──────── RECORDS FOR PROCESSING
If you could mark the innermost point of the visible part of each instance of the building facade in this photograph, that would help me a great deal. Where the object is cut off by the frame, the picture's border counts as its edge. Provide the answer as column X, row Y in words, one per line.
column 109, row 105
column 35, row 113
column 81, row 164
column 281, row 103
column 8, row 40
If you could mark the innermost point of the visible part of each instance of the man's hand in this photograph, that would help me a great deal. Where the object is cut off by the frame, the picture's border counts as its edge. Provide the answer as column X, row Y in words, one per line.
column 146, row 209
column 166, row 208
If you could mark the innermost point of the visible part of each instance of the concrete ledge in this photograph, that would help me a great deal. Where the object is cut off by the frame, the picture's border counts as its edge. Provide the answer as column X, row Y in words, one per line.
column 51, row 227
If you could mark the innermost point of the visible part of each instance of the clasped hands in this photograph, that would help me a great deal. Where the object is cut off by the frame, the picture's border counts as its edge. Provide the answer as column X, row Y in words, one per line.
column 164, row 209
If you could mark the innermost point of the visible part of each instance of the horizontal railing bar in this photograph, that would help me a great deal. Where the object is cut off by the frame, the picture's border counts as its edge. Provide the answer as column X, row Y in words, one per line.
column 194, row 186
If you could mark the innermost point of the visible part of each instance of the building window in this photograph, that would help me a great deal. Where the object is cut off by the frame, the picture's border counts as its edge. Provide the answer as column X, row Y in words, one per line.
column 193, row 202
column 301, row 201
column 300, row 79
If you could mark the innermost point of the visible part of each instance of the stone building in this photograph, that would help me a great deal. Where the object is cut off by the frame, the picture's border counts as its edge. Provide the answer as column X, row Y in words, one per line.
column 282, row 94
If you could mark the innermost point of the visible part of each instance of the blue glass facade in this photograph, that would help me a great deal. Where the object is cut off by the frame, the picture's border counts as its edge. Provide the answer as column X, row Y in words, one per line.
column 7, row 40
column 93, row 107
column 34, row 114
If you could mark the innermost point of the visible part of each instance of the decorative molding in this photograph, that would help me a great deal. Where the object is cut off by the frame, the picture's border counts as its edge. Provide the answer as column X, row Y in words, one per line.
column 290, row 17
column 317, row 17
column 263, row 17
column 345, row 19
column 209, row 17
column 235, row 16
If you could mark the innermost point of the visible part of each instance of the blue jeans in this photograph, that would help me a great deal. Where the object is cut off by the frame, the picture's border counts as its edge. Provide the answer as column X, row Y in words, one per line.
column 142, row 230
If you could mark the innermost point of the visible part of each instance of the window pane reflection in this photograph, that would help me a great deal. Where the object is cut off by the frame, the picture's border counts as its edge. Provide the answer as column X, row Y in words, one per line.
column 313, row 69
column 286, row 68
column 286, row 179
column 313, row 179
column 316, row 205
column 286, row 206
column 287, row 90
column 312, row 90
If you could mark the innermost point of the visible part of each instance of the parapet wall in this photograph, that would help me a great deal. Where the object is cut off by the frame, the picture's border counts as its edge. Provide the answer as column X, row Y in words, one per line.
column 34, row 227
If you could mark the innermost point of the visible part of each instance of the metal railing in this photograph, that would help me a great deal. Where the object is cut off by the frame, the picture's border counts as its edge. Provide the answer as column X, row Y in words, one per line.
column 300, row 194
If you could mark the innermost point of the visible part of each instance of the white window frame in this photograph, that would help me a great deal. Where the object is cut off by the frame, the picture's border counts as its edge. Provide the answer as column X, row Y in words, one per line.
────────────────
→ **WORK TO COMPLETE**
Format every line of the records above as a JSON array of strings, one string per line, with blank lines omitted.

→ **OUTPUT**
[
  "If you could mark the innermost point of the visible part of each instance of the building facade in this photograph, that would help me a great deal. Where the object is cut off by the frame, the picture's border counts as its edge. Provide the answer as column X, row Y in words, one per line.",
  "column 109, row 105",
  "column 35, row 113",
  "column 81, row 164",
  "column 281, row 103",
  "column 8, row 40",
  "If you could mark the innermost point of the visible part of each instance of the man's hand in this photograph, that would help me a great deal. Where the object is cut off by the frame, the picture's border counts as its edge. Provide the answer as column X, row Y in words, one per line.",
  "column 146, row 209",
  "column 166, row 208",
  "If you could mark the innermost point of the visible part of each instance of the concrete ledge in this photograph, that would help me a great deal. Where the object is cut off by the frame, the picture's border counts as its edge. Provide the answer as column X, row Y in words, one per line.",
  "column 51, row 227",
  "If you could mark the innermost point of the visible part of each instance of the clasped hands in this photograph, that would help me a great deal. Where the object is cut off by the frame, the picture's border counts as its edge. Provide the answer as column X, row Y in words, one per line.",
  "column 164, row 209",
  "If you could mark the innermost point of the visible part of each instance of the horizontal railing bar in this photograph, that would help me a great deal. Where the object is cut off by the frame, the picture's border counts as its edge. Provide the answer as column X, row Y in words, one per line.",
  "column 194, row 186",
  "If you could mark the innermost point of the visible part of each instance of the building window in this photograph, that would help me a great deal. Where the object is cut off by the frame, the picture's border counts as its edge. Provide the answer as column X, row Y in words, one per line.",
  "column 193, row 202",
  "column 301, row 201",
  "column 300, row 79",
  "If you could mark the innermost point of the visible part of each instance of the stone building in this photograph, that would help me a great deal. Where the object is cut off by the frame, the picture's border counts as its edge. Provide the answer as column X, row Y in words, one per line.",
  "column 282, row 94",
  "If you could mark the innermost point of the visible part of each instance of the blue glass facade in this photograph, that would help me a great deal. Where the object is cut off by the frame, the picture's border counts as its edge. Provide the answer as column X, row Y in words, one per line.",
  "column 7, row 40",
  "column 93, row 107",
  "column 34, row 114",
  "If you could mark the innermost point of the visible part of each instance of the decorative molding in this photograph, that would help me a great deal. Where the object is cut off by the frame, the picture's border counts as its edge. Provide the answer as column X, row Y in words, one per line.",
  "column 290, row 17",
  "column 317, row 17",
  "column 263, row 17",
  "column 345, row 19",
  "column 209, row 17",
  "column 235, row 16",
  "If you could mark the innermost point of the visible part of each instance of the blue jeans in this photograph, that would help me a great deal. Where the object is cut off by the frame, the picture's border counts as its edge. Provide the answer as column X, row Y in words, one per line.",
  "column 142, row 230",
  "If you could mark the innermost point of the visible part of each instance of the window pane reflection in this photograph, that would help me a great deal. Where the object is cut off by the frame, the picture's border counts as its edge. Provide the answer as column X, row Y in words, one per line.",
  "column 313, row 69",
  "column 286, row 68",
  "column 286, row 179",
  "column 313, row 179",
  "column 316, row 205",
  "column 286, row 206",
  "column 287, row 90",
  "column 312, row 90",
  "If you could mark the innermost point of the visible part of each instance of the parapet wall in this photograph, that would help me a great deal. Where the object is cut off by the frame, the picture's border counts as its edge. Provide the answer as column X, row Y in words, one per line.",
  "column 34, row 227",
  "If you could mark the innermost point of the visible part of each instance of the metal railing in this photograph, that would help me a great deal. Where the object is cut off by the frame, the picture's border counts as its edge. Provide the answer as column X, row Y in words, one per line.",
  "column 300, row 194",
  "If you could mark the innermost point of the visible part of each instance of the white window frame in this photograph, that would help me a great deal. Where the object is cut off by the frame, the picture's border counts as its edge. Provide the answer as column X, row Y in words, one per line."
]